Reading passage:

══════════════════════════════

He knew much. He knew the Bible by heart.

 

He was, to put it in today’s language, “a Bible preacher,” and we can know that if you would have heard one of Nicodemus’s sermons, he would’ve been quoting the Bible left and right. He taught the Law. He kept the Torah. The Ten Commandments came off his lips as easily as if talking about the weather. And he knew many other commandments, too, commandments designed by the Pharisees to keep good order, to show people how to live, to make sure everyone was doing everything in the right way.

 

Nicodemus knew much, he could teach you much, but he did not know how to receive gifts.

 

 

But now Nicodemus stands before Jesus.

 

Not before the Bible presented as a book of rules and regulations. Not before his fellow Pharisees as one who can judge others by the Law. Not before his neighbors as one who could tell them how to do things right.

 

But before Jesus. And Jesus is the giver of gifts.

 

 

It was by night that Nicodemus came to Jesus. Privately. Almost as if he knew that he would be hearing things from Jesus that a good Pharisee should not be hearing, but he wanted to hear it anyway.

 

The first thing Nicodemus hears from Jesus turns his world upside down. John 3:3:

Jesus answered [Nicodemus], “Truly, truly, I say to you, unless one is born again he cannot see the kingdom of God.”

 

This is different. Not the part about the kingdom of God. Nicodemus knew how to talk like that. He had taught it himself to many people. To see the kingdom of God, you obey the Law, you keep the Torah. To see the kingdom of God, you live a clean life.

 

But what is this “born again” Jesus is talking about?

 

Birth, that’s not something you do. No baby is born from his mother because he was being obedient.

 

To make the kingdom of God a matter of being born, this is to take it completely out of the realm of obedience, out of something the person can do. What baby was ever born because he made a decision to be conceived? Who among us were brought into the open air of that hospital room because we called God into our heart?

 

Being born is passive. To be born is to receive a gift—the very gift of who you are before God. This can’t be, not in Nicodemus’s world. John 3:4:

Nicodemus said to [Jesus], “How can a man be born when he is old? Can he enter a second time into his mother’s womb and be born?”

 

At least Nicodemus is now seeing the problem. Being born is receptive, it is passive, it is not something you do for yourself.

══════════════════════════════

Directions:
1. According to the passage on Nicodemus, what did Nicodemus not know how to do?
2. Carry the passage on Nicodemus forward from its final sentence.
The material that follows comes from an unrelated source.

Collected data:
══════════════════════════════

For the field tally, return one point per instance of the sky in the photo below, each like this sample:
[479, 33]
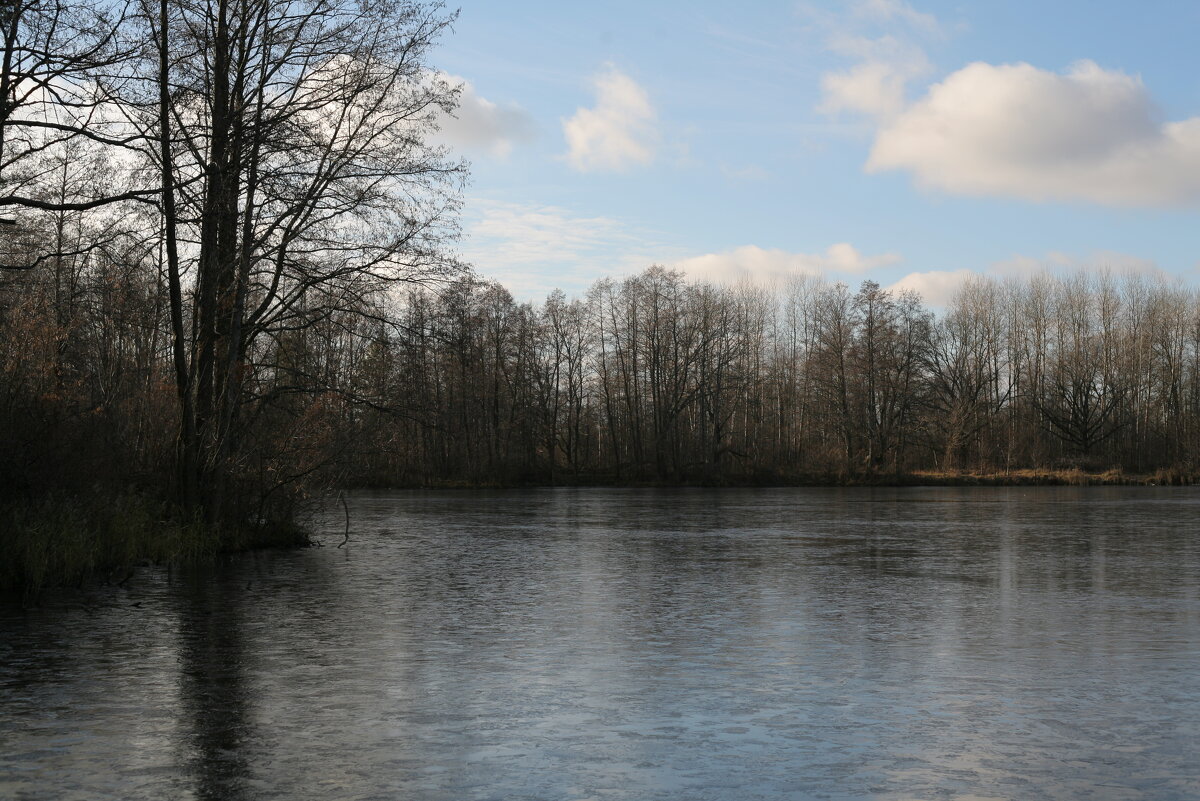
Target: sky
[905, 143]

══════════════════════════════

Numbered responses:
1. He did not know how to receive gifts.

2.
Jesus answered, “Truly, truly, I say to you, unless one is born of water and the Spirit, he cannot enter the kingdom of God. That which is born of the flesh is flesh, and that which is born of the Spirit is spirit. Do not marvel that I said to you, ‘You must be born again.’ The wind blows where it wishes, and you hear its sound, but you do not know where it comes from or where it goes. So it is with everyone who is born of the Spirit.”

[John 3:5]

 

 

Jesus will have Nicodemus live only by gift. Not by works, not by decision, not by obedience. By gift.

For God so loved the world, that he gave his only Son, that whoever has faith in him should not perish but have eternal life.

[John 3:16]

 

Jesus will have you and me live only by gift. Not by works. Not by decision. Not by obedience. By gift.

 

By gift, Jesus gives you the new birth of water and the Spirit. If it were by your work, your effort, then it would be by your flesh. But, that which is born of the flesh is flesh, says Jesus, and that which is born of the Spirit is spirit.

 

You are born of the Holy Spirit.

 

By flesh, you know your sin. Your shame. Your fear of death.

 

At the same time, by faith, by your life created by the Holy Spirit, you know the righteousness that belongs to you by the Word of Jesus. You know the honor that belongs to you as you stand before the Father bearing the Name given you in Baptism—the Name of the Father, the Son, and the Holy Spirit. By faith you know that being given birth by the Spirit, you belong to life, eternal life, with no fear of death, for God so loved the world that he gave his only-begotten Son that by faith in him you will not die but have eternal life.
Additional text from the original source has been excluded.